Point localization data
[Start of section]

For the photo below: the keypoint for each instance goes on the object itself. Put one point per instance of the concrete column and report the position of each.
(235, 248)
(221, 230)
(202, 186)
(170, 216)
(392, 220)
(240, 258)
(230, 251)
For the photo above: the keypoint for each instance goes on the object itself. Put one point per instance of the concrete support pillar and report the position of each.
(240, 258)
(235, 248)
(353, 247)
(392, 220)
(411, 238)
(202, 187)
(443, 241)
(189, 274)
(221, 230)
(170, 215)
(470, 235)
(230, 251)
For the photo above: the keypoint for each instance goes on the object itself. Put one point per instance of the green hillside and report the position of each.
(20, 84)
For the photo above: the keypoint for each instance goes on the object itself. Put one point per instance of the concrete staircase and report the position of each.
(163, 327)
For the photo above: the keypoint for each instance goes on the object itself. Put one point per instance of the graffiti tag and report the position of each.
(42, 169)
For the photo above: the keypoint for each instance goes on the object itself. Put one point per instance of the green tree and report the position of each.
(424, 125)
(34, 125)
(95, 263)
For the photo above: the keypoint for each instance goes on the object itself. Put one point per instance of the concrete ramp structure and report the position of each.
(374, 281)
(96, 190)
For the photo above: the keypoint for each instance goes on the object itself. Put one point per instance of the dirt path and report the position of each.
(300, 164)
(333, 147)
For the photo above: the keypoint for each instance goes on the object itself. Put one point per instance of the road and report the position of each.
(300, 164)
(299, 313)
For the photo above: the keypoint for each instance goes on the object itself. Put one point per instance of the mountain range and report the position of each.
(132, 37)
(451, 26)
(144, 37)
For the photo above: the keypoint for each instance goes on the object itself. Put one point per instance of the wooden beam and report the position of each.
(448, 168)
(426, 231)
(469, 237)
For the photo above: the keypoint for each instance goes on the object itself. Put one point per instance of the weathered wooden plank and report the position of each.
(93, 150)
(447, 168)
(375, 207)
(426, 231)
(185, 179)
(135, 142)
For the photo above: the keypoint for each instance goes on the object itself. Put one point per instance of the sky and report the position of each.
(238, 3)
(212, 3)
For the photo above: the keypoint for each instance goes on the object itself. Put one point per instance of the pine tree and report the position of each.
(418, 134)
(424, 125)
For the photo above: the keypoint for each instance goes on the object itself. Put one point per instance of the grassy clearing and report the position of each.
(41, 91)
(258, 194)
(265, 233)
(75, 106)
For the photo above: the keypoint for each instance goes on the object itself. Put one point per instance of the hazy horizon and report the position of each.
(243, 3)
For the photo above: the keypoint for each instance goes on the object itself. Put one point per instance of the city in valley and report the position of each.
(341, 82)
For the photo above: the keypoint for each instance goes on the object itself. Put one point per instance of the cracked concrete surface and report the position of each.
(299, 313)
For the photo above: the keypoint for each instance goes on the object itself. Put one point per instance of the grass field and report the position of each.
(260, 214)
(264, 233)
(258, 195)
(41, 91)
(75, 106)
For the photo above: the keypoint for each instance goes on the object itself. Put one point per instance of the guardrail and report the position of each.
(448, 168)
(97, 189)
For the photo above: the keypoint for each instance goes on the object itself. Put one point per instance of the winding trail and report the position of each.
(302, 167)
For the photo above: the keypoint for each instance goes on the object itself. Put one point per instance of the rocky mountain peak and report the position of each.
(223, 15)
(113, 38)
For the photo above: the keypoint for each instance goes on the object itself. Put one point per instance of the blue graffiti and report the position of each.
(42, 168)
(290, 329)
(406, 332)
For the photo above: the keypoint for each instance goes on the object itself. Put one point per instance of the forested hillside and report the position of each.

[End of section]

WORK TO COMPLETE
In full and without alteration, reproduce the records above.

SOLUTION TO THE EXERCISE
For the photo below: the keypoint for each instance goes on the object itself. Put one point per instance of the concrete column and report the position of each.
(235, 248)
(221, 230)
(202, 186)
(170, 216)
(392, 220)
(240, 258)
(230, 251)
For the photo above: the keypoint for each instance goes on the object itself. Put one point per instance of the concrete support pillar and report the position of each.
(240, 258)
(235, 248)
(353, 247)
(392, 220)
(411, 238)
(202, 187)
(443, 241)
(189, 274)
(221, 230)
(170, 215)
(470, 235)
(230, 251)
For the photo above: the keypoint for each instance goes on the object itself. Put one point per instance of the green hillside and report the position of each.
(20, 84)
For the photo above: the keypoint for each instance goes on the object itself. Put one point per instance of the concrete staircase and report the position of each.
(163, 327)
For the photo above: the keypoint for each instance goes on the object itself. Put one point per instance of the graffiti tag and report the position of each.
(42, 169)
For the photo above: the keypoint for each instance goes on the object itself. Put one point per instance of the green tree and report the position of each.
(424, 125)
(34, 125)
(95, 263)
For the photo above: the keypoint for each instance goes on the object itself. Put one point per instance of the concrete ramp structure and report the position of each.
(374, 281)
(96, 190)
For the photo above: the keypoint for each instance goes on the object itself. Put one point per instance of the dirt path and report the position of each.
(300, 164)
(333, 147)
For the photo above: the keypoint for each instance goes on the object itself. Put one point per instance of the road and report the position of each.
(300, 164)
(299, 313)
For the photo above: the keypoint for each instance goes on the object itself. Put one point per instance of the mountain range and report the position of each.
(132, 37)
(451, 26)
(144, 37)
For the photo above: the keypoint for each instance goes on the object itself. Put one point per instance of the wooden beam and report the position of each.
(448, 168)
(426, 231)
(469, 237)
For the photo above: the keypoint for each instance goes on the object itself. Put one point per instance of the weathered wooden plank and report the position of each.
(93, 150)
(447, 168)
(375, 207)
(426, 231)
(185, 179)
(135, 142)
For the photo above: the keypoint for each instance goes on the object itself. Put one point per instance of the sky and report the position of each.
(238, 3)
(212, 3)
For the photo above: the keypoint for each instance goes on the object itself. Put one point per instance of the pine tree and report the position of each.
(418, 134)
(424, 125)
For the photo above: the keypoint for each instance goes on the object itself. Put one point per instance of the grassy clearing and report the position of each.
(41, 91)
(258, 194)
(265, 233)
(75, 106)
For the photo above: the keypoint for each instance goes on the object itself. Put one point per instance of the hazy horizon and report the position of each.
(243, 3)
For the photo above: the keypoint for each instance goes on the object itself. Put one point per instance of the city in valley and report the position of each.
(341, 82)
For the photo above: the keypoint for each instance goes on the object itself. Put one point per instance of the cracked concrete surface and report the position of each.
(299, 313)
For the photo above: the keypoint for each instance goes on the object itself. Put one point per instance of the grass field and report the position of each.
(260, 214)
(264, 233)
(258, 195)
(41, 91)
(75, 106)
For the photo above: the keypoint for each instance goes on the object itself. Put one point per instance of the guardrail and report the position of each.
(448, 168)
(97, 189)
For the photo above: the keypoint for each instance goes on the object itself. Put one point per instance of the winding trail and report the position of each.
(302, 167)
For the photo above: the keypoint for each instance goes on the object itself. Put one point per instance of the rocky mountain peak and report the position of each.
(223, 15)
(113, 38)
For the photo above: the keypoint for each instance goes on the object itself. Put one point per instance of the blue graffiti and report the position of each.
(42, 168)
(290, 329)
(406, 332)
For the photo above: the keypoint for each instance goes on the object itself. Put one point per instance of the forested hillside and report the position of each.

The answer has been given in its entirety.